* _WORK REQUEST A_: According to the article about Michael Gove's special adviser, how many pages long is Dominic Cummings's paper?
* _WORK REQUEST B_: Resume the article about Dominic Cummings's education paper, picking up after its final sentence.

* _TEXT FOR ANALYSIS_:

↓↓↓

Page 1 of 2
#1
http://www.theguardian.com/politics/2013/oct/11/genetics-teaching-gove-adviser

ducation in England is no better than mediocre, and billions of pounds have been wasted on pointless university courses and Sure Start schemes for young children, Michael Gove's special adviser has said in an outspoken private thesis written a few weeks before he is due to step down from his post.

Dominic Cummings, the most influential adviser to the education secretary in the past five years, also argues in a revealing 250-page paper that "real talent" is rare among the nation's teachers – and, eye-catchingly, says educationists need to better understand the impact of genetics on children. The adviser, known for making fierce demands of civil servants, writes that the endgame for the Department for Education should be to reduce its role to acting as accountants and inspectors, employing hundreds and not thousands of civil servants – and creating an environment in which private and state education would be indistinguishable.

The Cummings manifesto claims that "the education of the majority even in rich countries is between awful and mediocre", and that the quality of maths education, in particular, is poor.

"In England, few are well trained in the basics of extended writing or mathematical and scientific modelling and problem-solving," he writes.

↑↑↑

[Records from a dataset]
↓↓↓

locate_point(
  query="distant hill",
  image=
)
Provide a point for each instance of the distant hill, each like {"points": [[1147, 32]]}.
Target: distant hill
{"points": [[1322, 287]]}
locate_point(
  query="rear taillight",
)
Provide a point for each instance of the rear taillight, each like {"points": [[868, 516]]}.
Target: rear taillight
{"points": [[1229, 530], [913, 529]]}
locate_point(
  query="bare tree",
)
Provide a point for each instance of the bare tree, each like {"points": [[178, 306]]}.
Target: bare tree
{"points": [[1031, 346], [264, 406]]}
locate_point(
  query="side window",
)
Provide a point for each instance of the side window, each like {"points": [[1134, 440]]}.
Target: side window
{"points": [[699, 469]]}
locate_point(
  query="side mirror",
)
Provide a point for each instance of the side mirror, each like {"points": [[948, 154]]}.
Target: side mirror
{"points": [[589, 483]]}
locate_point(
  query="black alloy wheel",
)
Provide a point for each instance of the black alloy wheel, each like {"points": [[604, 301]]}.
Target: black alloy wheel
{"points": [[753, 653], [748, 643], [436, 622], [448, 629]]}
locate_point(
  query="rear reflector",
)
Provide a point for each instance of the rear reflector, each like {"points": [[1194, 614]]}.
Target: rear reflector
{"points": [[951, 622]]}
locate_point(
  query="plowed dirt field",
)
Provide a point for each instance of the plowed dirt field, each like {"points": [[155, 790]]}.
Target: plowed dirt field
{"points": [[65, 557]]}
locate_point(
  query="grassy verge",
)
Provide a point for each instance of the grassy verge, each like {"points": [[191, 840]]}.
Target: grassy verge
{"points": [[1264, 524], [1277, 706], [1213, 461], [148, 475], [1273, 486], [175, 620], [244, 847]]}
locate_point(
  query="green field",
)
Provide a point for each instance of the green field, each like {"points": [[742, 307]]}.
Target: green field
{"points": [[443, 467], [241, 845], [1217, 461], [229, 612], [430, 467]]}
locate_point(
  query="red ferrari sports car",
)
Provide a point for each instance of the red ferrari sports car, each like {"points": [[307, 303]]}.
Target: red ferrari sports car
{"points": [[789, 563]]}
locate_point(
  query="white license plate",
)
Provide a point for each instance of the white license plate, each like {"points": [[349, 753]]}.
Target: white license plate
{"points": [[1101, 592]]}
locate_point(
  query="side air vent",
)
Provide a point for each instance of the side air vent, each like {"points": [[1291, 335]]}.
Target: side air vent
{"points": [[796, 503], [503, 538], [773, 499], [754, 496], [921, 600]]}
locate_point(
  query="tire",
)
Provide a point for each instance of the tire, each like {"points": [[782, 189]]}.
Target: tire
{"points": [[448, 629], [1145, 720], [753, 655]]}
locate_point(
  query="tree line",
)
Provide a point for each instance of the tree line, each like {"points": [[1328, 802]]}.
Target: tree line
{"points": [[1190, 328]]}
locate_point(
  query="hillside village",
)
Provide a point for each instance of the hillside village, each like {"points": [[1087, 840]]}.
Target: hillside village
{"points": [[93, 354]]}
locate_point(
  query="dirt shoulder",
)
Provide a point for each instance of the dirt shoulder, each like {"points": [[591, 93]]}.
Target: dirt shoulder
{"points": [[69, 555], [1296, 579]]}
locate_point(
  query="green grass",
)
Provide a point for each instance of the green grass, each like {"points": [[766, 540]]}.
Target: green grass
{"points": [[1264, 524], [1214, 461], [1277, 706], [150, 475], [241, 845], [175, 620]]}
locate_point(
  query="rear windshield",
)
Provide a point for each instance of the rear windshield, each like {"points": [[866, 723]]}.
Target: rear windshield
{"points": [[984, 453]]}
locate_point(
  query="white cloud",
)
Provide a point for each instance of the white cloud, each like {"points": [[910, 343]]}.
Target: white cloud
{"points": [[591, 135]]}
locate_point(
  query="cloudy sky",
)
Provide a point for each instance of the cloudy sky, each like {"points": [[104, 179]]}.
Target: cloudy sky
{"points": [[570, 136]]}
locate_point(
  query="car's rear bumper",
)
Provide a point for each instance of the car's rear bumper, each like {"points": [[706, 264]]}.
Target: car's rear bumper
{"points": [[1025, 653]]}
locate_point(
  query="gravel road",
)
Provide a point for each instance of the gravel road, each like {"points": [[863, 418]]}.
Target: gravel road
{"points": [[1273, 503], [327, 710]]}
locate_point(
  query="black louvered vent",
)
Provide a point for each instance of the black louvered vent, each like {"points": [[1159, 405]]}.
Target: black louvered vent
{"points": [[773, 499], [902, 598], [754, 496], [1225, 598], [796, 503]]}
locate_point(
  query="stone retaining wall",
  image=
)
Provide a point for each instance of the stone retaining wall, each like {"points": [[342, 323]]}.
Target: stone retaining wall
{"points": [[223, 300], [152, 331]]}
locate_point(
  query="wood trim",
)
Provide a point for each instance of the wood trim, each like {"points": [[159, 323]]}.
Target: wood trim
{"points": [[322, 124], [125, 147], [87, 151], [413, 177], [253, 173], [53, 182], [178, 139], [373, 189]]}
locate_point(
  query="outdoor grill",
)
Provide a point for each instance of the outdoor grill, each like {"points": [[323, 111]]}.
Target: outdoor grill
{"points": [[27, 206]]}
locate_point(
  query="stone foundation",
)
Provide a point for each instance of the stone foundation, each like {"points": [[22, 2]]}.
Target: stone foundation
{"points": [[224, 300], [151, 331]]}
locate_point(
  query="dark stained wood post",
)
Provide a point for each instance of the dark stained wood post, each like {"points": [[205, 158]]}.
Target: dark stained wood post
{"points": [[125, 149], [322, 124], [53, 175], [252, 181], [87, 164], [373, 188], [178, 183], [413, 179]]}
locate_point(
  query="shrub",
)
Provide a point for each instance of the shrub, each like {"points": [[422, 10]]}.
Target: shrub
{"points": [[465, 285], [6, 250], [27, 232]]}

↑↑↑

* _ANSWER SECTION A_: 250 pages.

* _ANSWER SECTION B_:
One of the best-known and most controversial of many special advisers working in government, Cummings is due to leave Gove at the end of the year. He worked in the department for two years, having previously advised Gove before the election, although his appointment within the department was initially blocked by David Cameron's then director of communications, Andy Coulson, who regarded Cummings as untrustworthy.

Labour's Sure Start programme, aimed at pre-school age children, is sharply criticised by Cummings, who says there is little evidence for its practical impact.

He writes: "There is great political pressure to spend money on things like Sure Start, but little scientific testing, refinement and changing budgets to reinforce demonstrated success. Therefore billions have been spent with no real gains."

General government spending amounting to half a trillion pounds a year is of dubious value "of which vast amounts are wasted and it could easily divert a few billion pounds if it could prioritise to strengthen world-class humanities, maths and science departments". He questions the relevance of many degree courses, writing: "In many third-rate higher education institutions there is a large amount of 'social science' work in economics, anthropology, sociology, literary theory and so on of questionable value both from an intellectual perspective and from the perspective of students, jobs prospects."

Students, too, are criticised for not having enough work to do: "Undergraduates should be required to spend more of their time studying," he says. "The days of an essay or two per term should end."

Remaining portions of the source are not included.